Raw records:
========

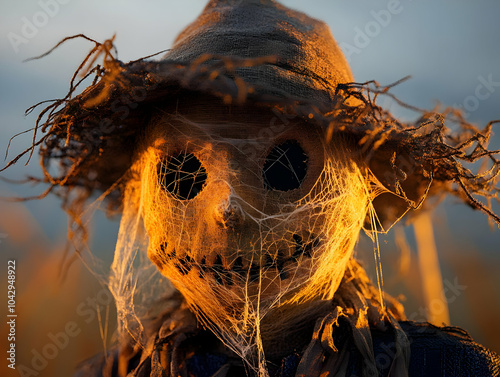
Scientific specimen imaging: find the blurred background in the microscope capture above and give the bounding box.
[0,0,500,376]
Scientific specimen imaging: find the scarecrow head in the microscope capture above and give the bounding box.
[5,0,499,368]
[130,1,369,331]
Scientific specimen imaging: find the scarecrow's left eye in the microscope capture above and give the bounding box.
[157,153,207,200]
[262,140,308,191]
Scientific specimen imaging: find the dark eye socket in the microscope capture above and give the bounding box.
[157,153,207,200]
[262,140,308,191]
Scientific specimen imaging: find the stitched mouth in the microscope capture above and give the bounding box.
[156,234,321,286]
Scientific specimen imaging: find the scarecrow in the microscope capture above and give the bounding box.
[3,0,500,377]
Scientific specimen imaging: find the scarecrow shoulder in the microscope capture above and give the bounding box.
[401,322,500,377]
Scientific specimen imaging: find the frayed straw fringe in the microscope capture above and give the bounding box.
[0,35,500,228]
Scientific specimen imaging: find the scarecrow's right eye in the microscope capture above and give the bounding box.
[157,153,207,200]
[262,140,309,191]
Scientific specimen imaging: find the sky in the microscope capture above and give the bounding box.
[0,0,500,370]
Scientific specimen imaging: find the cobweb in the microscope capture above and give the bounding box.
[111,117,371,376]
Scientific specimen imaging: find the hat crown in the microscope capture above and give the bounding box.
[164,0,353,103]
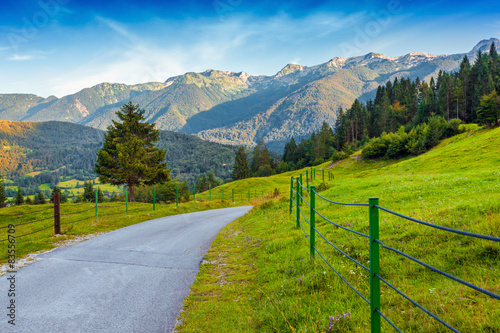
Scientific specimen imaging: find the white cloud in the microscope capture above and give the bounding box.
[8,54,33,61]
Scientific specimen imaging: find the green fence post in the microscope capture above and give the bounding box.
[95,189,99,220]
[297,175,302,228]
[309,186,316,258]
[297,174,302,205]
[368,198,380,333]
[306,170,309,189]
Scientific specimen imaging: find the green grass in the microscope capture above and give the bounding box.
[177,128,500,332]
[38,183,50,191]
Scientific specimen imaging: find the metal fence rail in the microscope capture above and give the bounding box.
[289,170,500,333]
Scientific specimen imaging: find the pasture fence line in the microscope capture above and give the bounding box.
[0,185,274,244]
[289,169,500,333]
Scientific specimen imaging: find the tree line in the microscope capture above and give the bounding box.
[278,44,500,167]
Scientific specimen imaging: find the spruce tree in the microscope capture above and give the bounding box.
[233,147,250,180]
[14,187,24,206]
[477,90,500,125]
[0,178,7,208]
[94,102,170,201]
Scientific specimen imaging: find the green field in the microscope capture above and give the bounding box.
[0,128,500,333]
[177,128,500,332]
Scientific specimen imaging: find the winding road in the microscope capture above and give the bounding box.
[0,207,251,333]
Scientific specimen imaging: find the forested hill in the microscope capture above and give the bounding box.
[0,121,237,186]
[0,38,500,152]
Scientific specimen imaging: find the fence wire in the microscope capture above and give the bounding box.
[290,174,500,333]
[375,274,460,333]
[375,239,500,300]
[374,205,500,242]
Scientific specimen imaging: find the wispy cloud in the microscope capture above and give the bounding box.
[8,54,34,61]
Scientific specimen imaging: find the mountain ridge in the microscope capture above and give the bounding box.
[0,38,500,151]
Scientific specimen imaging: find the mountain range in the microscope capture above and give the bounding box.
[0,38,500,152]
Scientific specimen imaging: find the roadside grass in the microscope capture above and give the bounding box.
[0,200,235,264]
[176,128,500,333]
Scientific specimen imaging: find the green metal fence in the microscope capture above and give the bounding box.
[290,170,500,333]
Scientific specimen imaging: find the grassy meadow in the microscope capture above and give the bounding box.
[0,124,500,333]
[177,128,500,332]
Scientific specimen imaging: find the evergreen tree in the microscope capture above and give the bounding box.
[94,102,170,201]
[250,145,262,174]
[82,180,95,202]
[14,187,24,206]
[233,147,250,180]
[208,170,222,188]
[260,144,271,166]
[0,177,7,208]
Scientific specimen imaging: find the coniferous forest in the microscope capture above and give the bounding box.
[278,44,500,172]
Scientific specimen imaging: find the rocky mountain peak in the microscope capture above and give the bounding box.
[276,64,306,77]
[469,37,500,53]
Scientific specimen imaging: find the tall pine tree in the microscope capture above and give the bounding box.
[233,147,250,180]
[94,102,170,201]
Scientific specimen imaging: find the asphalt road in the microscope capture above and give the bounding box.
[0,207,251,333]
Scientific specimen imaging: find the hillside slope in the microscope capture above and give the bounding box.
[0,120,237,183]
[0,38,500,152]
[177,128,500,332]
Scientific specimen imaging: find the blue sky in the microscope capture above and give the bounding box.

========

**Directions:** Please rewrite the rows from the line with "Scientific specimen imaging: find the green field" to the line with "[374,205,500,242]", both included. Keep each line's text unchanged, but scale every bounding box coordinate by 0.65 and round it to a whole number, with halves rounding up.

**Problem solution:**
Scientific specimen imaging: find the green field in the microscope capture above and give the bounding box.
[0,83,325,216]
[115,83,325,216]
Scientific specimen imaging: find the winding road in the microscope capture above and give the bounding box.
[0,135,163,216]
Scientific specimen imaging: find the forested hill in the microscope capture above and give the bounding box.
[0,79,154,121]
[0,25,325,99]
Scientific specimen imaging: find the fence wire in the microscope capture above and give the bounding box.
[189,113,325,216]
[244,178,299,216]
[244,155,325,195]
[243,133,325,157]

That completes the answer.